*Istruzione 1*:
Estrai dai record ogni riga che contiene la parola "island".

Fuga, libertà e randagismo

«L’anno dell’amore» e «Confessione di un cane a mezzogiorno» di Paul Nizon e «Paul Nizon, der Nagel im Kopf (Paul Nizon, un chiodo in testa)» di Christoph Kühn

 «Nizon può essere senza dubbi considerato, dopo Frisch e Dürrenmatt, il più grande scrittore svizzero di lingua tedesca degli ultimi cinquanta-sessant’anni. In Francia, dove vive dal 1977, è diventato famosissimo, a conferma della sua caratura internazionale, già convalidata da una ventina di premi letterari (tra i quali anche il Gran Premio della Letteratura Svizzera del 2014).

Come può, dunque, non essere conosciuto in Ticino al pari dei suoi citati colleghi? Resta un mistero anche la ragione per cui l’editoria italiana non sia stata in grado di riconoscere la forza della sua scrittura, e lo dimostra l’assenza di traduzione delle sue successive opere.»

Sono molto onorata di veder pubblicato sulla rivista cinematografica Cinemany (ediz. n. 35) il mio articolo-recensione su Paul Nizon, grande autore svizzero, poco conosciuto dai lettori italofoni, che si è raccontato nel docufilm di Christoph Kühn.

Ringrazio, perciò, il caro amico Nick.


Fuga, libertà e randagismo

Autobiografie / La letteratura dell’esistenza nelle opere di Paul Nizon, grande autore svizzero poco conosciuto dai lettori italofoni, oggi si racconta anche nel docufilm di Christoph Kühn

Manuela Mazzi 


Quando uno scrittore, come Paul Nizon, finisce sotto lo sguardo di un regista, come Christoph Kühn, in un gioco di rispecchiamenti la letteratura si trasforma in arte cinematografica.

«La vita si perde o si conquista. Io la cerco», scrive Paul Nizon nel suo romanzo più importante, L’anno dell’amore, tradotto in Italia nel 1993 da un piccolo editore, che nel frattempo ha chiuso i battenti. Sono in pochi a conoscere questo autore svizzero, oggi novantatreenne. Eppure, Nizon può essere senza dubbi considerato, dopo Frisch e Dürrenmatt, il più grande scrittore svizzero di lingua tedesca degli ultimi cinquanta-sessant’anni. In Francia, dove vive dal 1977, è diventato famosissimo, a conferma della sua caratura internazionale, già convalidata da una ventina di premi letterari (tra i quali anche il Gran Premio della Letteratura Svizzera del 2014).

Voci da un insieme di annotazioni a punti
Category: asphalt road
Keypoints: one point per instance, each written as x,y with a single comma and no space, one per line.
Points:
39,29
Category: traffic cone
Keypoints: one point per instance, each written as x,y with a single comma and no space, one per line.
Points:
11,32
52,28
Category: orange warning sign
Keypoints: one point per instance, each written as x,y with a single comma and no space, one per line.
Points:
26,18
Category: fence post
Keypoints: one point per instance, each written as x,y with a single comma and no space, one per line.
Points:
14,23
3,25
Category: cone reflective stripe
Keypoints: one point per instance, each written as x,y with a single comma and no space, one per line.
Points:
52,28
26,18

==

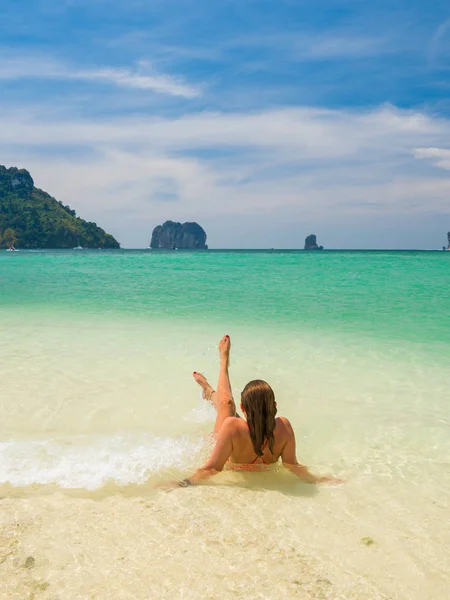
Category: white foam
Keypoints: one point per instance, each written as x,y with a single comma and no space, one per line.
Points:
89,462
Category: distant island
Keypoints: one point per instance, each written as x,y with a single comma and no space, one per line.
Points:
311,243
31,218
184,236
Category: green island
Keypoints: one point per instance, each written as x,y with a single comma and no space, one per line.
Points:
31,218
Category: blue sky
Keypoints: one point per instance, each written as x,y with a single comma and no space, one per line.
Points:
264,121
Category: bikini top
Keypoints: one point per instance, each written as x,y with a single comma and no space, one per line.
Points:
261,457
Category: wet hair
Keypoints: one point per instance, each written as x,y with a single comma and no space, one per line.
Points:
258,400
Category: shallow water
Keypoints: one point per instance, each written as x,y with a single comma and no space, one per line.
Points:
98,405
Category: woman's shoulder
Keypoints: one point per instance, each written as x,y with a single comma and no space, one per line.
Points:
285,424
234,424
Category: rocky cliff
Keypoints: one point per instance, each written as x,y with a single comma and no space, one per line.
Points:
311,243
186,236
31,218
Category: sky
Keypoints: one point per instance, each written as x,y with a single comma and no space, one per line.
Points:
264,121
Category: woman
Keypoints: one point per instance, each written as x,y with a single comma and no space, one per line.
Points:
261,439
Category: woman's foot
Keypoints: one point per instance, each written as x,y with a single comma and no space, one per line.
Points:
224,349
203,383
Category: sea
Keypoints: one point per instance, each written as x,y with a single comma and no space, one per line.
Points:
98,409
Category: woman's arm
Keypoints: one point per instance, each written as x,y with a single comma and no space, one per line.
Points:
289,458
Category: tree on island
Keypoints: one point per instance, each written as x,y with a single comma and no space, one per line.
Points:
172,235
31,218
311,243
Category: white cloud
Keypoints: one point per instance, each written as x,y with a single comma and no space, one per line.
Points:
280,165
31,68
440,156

*Istruzione 2*:
Dall'articolo su Paul Nizon, estrai il passo che va da "Come può, dunque, non" a "caro amico Nick.".

*Risposta attesa 1*:
Category: distant island
Category: green island
Category: tree on island

*Risposta attesa 2*:
Come può, dunque, non essere conosciuto in Ticino al pari dei suoi citati colleghi? Resta un mistero anche la ragione per cui l’editoria italiana non sia stata in grado di riconoscere la forza della sua scrittura, e lo dimostra l’assenza di traduzione delle sue successive opere.»

Sono molto onorata di veder pubblicato sulla rivista cinematografica Cinemany (ediz. n. 35) il mio articolo-recensione su Paul Nizon, grande autore svizzero, poco conosciuto dai lettori italofoni, che si è raccontato nel docufilm di Christoph Kühn.

Ringrazio, perciò, il caro amico Nick.